**Records excerpted from a collection**.
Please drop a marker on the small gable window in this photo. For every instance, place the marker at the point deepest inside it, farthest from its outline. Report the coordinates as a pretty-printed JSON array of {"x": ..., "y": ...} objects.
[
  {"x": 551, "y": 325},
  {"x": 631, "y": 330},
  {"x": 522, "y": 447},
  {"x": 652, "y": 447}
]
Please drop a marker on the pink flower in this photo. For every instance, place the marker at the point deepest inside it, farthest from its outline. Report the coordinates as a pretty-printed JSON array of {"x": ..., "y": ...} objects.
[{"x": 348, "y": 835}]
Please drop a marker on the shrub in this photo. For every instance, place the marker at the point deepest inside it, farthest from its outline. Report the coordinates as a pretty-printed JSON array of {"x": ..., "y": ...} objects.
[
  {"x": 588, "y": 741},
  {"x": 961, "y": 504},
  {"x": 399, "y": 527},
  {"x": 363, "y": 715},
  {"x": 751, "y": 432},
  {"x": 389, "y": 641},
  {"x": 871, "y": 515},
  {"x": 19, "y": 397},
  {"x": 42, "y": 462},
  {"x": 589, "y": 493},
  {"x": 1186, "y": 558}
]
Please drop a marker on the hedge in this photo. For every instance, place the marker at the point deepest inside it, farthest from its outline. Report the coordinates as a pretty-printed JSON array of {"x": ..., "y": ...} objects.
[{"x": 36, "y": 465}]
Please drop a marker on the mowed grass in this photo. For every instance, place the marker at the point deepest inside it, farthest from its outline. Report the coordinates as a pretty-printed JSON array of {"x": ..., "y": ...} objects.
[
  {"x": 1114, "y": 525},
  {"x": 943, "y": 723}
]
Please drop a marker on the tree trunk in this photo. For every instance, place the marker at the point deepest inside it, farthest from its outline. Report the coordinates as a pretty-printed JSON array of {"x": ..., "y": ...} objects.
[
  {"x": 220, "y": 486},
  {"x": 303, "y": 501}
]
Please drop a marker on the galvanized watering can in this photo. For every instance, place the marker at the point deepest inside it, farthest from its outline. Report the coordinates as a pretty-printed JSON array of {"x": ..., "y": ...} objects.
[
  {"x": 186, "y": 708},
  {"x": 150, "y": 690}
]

**EXERCISE DETAILS**. So that nothing is lost, please repeat all of the entries exactly.

**OUTPUT FOR THIS EXERCISE**.
Please drop a marker on the small gable window in this photo. For every instance, place the marker at the point deepest inside it, farthest from its outline. Report the coordinates as a pretty-printed JSON array of {"x": ..., "y": ...} objects.
[
  {"x": 551, "y": 325},
  {"x": 631, "y": 330},
  {"x": 522, "y": 447},
  {"x": 652, "y": 447}
]
Please drop a marker on the pink flower in this photo. For every instance, place the marker at the point deepest inside it, farthest from its outline. Report the coordinates as a pretty-printed JSON array of {"x": ..., "y": ...} objects.
[{"x": 348, "y": 835}]
Please drop a marker on the shrub in this photo. For every instance, place the marker at the point deepest inside it, farthest from its outline. Report the coordinates as a pretty-printed JSON array of {"x": ..., "y": ...} objects.
[
  {"x": 588, "y": 741},
  {"x": 961, "y": 504},
  {"x": 399, "y": 527},
  {"x": 363, "y": 715},
  {"x": 751, "y": 432},
  {"x": 389, "y": 641},
  {"x": 871, "y": 515},
  {"x": 19, "y": 397},
  {"x": 42, "y": 462},
  {"x": 589, "y": 493},
  {"x": 1186, "y": 558}
]
Please drop a marker on the hedge in this photo. For every instance, place the marker at the point deepest inside it, farthest from its outline. Report the coordinates as a pretty-printed JSON array of {"x": ..., "y": ...} objects.
[{"x": 36, "y": 465}]
Please drop a marker on the mowed grass in this photo. For every instance, place the marker at the point deepest inside it, farthest from its outline. Report the coordinates as a pretty-printed JSON array of {"x": ..., "y": ...} objects.
[
  {"x": 1114, "y": 525},
  {"x": 943, "y": 723}
]
Please drop a marker on the tree trunk in this photo. For every instance, place the marker at the point deepest inside it, farthest from its outline. Report the coordinates as a pretty-printed JSON array of {"x": ..., "y": ...} objects.
[
  {"x": 220, "y": 486},
  {"x": 303, "y": 501}
]
Please drop a marker on the galvanized watering can in this photo. For every instance, place the marker at the point deepest inside it, farthest from its outline. Report the coordinates as a pretty-printed JSON array of {"x": ..., "y": ...} objects.
[
  {"x": 186, "y": 708},
  {"x": 150, "y": 690}
]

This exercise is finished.